Goal of the exercise: Every record shown below is to be output exactly.

Given entries:
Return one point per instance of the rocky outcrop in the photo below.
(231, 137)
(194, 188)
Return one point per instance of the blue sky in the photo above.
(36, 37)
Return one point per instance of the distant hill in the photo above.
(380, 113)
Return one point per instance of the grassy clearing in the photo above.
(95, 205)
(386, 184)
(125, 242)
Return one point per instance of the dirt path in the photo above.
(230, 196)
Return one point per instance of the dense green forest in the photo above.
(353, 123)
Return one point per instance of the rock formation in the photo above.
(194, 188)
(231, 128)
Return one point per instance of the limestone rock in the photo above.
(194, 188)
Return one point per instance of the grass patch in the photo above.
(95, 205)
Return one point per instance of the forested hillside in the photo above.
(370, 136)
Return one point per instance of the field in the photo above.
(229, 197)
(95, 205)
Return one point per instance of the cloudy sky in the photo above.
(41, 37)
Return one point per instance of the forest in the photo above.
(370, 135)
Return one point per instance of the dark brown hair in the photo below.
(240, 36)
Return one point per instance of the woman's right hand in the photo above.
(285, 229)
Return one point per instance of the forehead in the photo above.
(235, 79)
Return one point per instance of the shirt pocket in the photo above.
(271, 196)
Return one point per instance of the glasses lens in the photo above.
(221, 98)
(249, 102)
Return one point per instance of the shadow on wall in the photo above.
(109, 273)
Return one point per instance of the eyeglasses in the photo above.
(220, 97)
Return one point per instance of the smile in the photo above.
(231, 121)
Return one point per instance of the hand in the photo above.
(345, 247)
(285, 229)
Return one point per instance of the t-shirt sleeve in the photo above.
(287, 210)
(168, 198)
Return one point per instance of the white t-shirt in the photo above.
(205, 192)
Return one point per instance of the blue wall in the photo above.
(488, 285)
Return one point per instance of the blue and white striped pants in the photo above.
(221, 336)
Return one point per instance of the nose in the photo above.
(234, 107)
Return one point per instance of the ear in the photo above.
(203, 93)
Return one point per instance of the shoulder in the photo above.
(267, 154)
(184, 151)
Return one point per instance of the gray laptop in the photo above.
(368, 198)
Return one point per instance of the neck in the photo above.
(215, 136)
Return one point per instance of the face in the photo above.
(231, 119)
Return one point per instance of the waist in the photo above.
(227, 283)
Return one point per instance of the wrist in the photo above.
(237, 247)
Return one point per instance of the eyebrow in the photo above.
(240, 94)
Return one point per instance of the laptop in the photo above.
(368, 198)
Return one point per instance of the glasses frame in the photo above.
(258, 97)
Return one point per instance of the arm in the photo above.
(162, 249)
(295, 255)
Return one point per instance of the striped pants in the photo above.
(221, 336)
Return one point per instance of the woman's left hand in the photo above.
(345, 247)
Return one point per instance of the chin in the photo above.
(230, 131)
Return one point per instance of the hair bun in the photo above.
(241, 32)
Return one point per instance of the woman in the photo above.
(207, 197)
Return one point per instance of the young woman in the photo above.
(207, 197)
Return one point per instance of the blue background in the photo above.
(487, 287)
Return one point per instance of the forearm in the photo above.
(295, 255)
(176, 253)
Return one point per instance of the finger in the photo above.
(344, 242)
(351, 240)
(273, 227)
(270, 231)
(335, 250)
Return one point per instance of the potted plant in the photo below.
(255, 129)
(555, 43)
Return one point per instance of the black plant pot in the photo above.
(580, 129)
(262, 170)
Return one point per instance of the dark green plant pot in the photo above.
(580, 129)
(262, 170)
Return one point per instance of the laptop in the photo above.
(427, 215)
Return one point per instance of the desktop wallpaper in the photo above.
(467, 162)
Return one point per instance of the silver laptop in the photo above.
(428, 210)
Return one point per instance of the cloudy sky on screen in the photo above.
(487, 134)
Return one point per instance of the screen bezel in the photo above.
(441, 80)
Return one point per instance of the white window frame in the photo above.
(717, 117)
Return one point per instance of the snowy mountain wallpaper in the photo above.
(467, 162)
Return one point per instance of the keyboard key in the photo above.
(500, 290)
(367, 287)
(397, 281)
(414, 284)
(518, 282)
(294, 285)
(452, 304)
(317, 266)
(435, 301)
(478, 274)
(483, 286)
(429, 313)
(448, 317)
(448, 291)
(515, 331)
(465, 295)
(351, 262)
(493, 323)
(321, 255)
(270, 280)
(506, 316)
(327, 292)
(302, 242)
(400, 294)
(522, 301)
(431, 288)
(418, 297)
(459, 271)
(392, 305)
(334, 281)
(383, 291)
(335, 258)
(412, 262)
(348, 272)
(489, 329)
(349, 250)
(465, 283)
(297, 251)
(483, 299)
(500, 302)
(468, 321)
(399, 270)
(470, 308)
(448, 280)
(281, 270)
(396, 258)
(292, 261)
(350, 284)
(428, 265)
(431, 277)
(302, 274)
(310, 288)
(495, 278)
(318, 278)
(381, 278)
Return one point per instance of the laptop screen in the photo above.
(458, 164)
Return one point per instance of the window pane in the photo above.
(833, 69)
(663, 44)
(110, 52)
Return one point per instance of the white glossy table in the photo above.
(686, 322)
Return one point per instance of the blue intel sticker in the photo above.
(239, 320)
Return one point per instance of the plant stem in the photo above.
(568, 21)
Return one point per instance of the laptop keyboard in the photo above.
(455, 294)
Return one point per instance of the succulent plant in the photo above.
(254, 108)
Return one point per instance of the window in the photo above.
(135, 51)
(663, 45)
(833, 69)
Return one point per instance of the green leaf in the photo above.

Response to this task:
Return one point per instance of the rocky outcrop in the photo below.
(231, 137)
(194, 188)
Return one point per instance of the blue sky in the photo above.
(36, 37)
Return one point per instance of the distant hill in the photo above.
(380, 113)
Return one point per instance of the grassy clearing in the photo above.
(95, 205)
(386, 184)
(125, 242)
Return one point per instance of the dirt path in the photo above.
(230, 196)
Return one point per instance of the dense green forest in the photo above.
(353, 123)
Return one point per instance of the rock formation in the photo above.
(194, 188)
(231, 128)
Return one point per instance of the limestone rock in the photo above.
(194, 188)
Return one point per instance of the grass patch in the photo above.
(95, 205)
Return one point per instance of the forested hillside in the photo above.
(370, 136)
Return one point per instance of the field in the photo above.
(229, 197)
(95, 205)
Return one point per instance of the cloudy sky in the photo above.
(41, 37)
Return one point per instance of the forest in the photo above.
(370, 135)
Return one point per instance of the dark brown hair in the photo below.
(240, 36)
Return one point per instance of the woman's right hand in the photo above.
(285, 229)
Return one point per instance of the forehead in the photo above.
(235, 79)
Return one point per instance of the shirt pocket in the photo above.
(271, 196)
Return one point per instance of the glasses lens in the photo above.
(221, 98)
(249, 102)
Return one point per instance of the shadow on wall in the photo above.
(109, 273)
Return one point per instance of the eyeglasses in the photo above.
(220, 97)
Return one point per instance of the smile in the photo above.
(231, 121)
Return one point per instance of the hand in the photo above.
(345, 247)
(285, 229)
Return one point per instance of the t-shirt sleeve in the photo above.
(287, 210)
(168, 198)
Return one point per instance of the white t-shirt in the photo above.
(205, 192)
Return one point per instance of the blue wall in the photo above.
(488, 285)
Return one point per instance of the blue and white striped pants in the photo above.
(221, 336)
Return one point per instance of the nose in the photo above.
(234, 107)
Return one point per instance of the ear in the photo above.
(203, 93)
Return one point per instance of the shoulder in the photo above.
(267, 154)
(184, 151)
Return one point per instance of the gray laptop in the photo above.
(368, 198)
Return one point per instance of the neck in the photo above.
(215, 136)
Return one point per instance of the face in the photo above.
(231, 119)
Return one point per instance of the waist in the photo above.
(227, 283)
Return one point per instance of the wrist in the photo above.
(237, 247)
Return one point per instance of the eyebrow in the photo above.
(240, 94)
Return one point per instance of the laptop in the photo above.
(368, 198)
Return one point per instance of the glasses frame in the photo above.
(258, 97)
Return one point per instance of the arm in the photo above.
(162, 249)
(295, 255)
Return one point per instance of the striped pants in the photo above.
(221, 336)
Return one point per instance of the woman's left hand in the photo above.
(345, 247)
Return one point per instance of the chin in the photo above.
(230, 131)
Return one point per instance of the hair bun in the photo above.
(241, 32)
Return one point per instance of the woman in the photo above.
(207, 197)
Return one point per instance of the young woman in the photo above.
(207, 197)
Return one point per instance of the blue background in the photo above.
(487, 287)
Return one point per instance of the forearm in the photo above.
(295, 255)
(176, 253)
Return one point per instance of the finger in the photo above.
(344, 242)
(351, 240)
(273, 227)
(270, 231)
(335, 250)
Return one point per instance of the potted plant in the photo below.
(255, 129)
(555, 43)
Return one point per instance of the black plant pot in the photo above.
(580, 129)
(262, 170)
Return one point per instance of the dark green plant pot in the photo above.
(580, 129)
(262, 170)
Return one point per instance of the laptop in the photo above.
(427, 215)
Return one point per instance of the desktop wallpaper in the photo above.
(467, 162)
Return one point per instance of the silver laptop in the photo above.
(428, 210)
Return one point per instance of the cloudy sky on screen in the photo above.
(487, 134)
Return one point per instance of the screen bezel in the photo above.
(441, 80)
Return one point per instance of the white window frame in the photo above.
(717, 117)
Return one point per instance of the snowy mountain wallpaper in the photo above.
(467, 162)
Return one point per instance of the keyboard key in the photo above.
(500, 290)
(367, 287)
(397, 281)
(414, 284)
(518, 282)
(294, 285)
(452, 304)
(317, 266)
(435, 301)
(478, 274)
(483, 286)
(429, 313)
(448, 317)
(448, 291)
(515, 331)
(465, 295)
(351, 262)
(493, 323)
(321, 255)
(270, 280)
(506, 316)
(327, 292)
(302, 242)
(400, 294)
(522, 301)
(431, 288)
(418, 297)
(459, 271)
(392, 305)
(334, 281)
(383, 291)
(335, 258)
(412, 262)
(348, 272)
(489, 329)
(349, 250)
(465, 283)
(297, 251)
(483, 299)
(500, 302)
(468, 321)
(399, 270)
(470, 308)
(448, 280)
(281, 270)
(396, 258)
(292, 261)
(350, 284)
(428, 265)
(431, 277)
(302, 274)
(310, 288)
(495, 278)
(318, 278)
(381, 278)
Return one point per instance of the laptop screen in the photo above.
(458, 164)
Return one point per instance of the window pane in the photo above.
(833, 69)
(663, 44)
(110, 52)
Return one point per instance of the white glossy table in the photo above.
(686, 322)
Return one point per instance of the blue intel sticker in the photo above.
(239, 320)
Return one point per instance of the plant stem in the photo above.
(568, 21)
Return one point per instance of the laptop keyboard in the photo above.
(455, 294)
Return one point per instance of the succulent plant in the photo above.
(254, 108)
Return one point per instance of the window in the photo above.
(135, 51)
(663, 45)
(833, 69)
Return one point per instance of the green leaf in the photo above.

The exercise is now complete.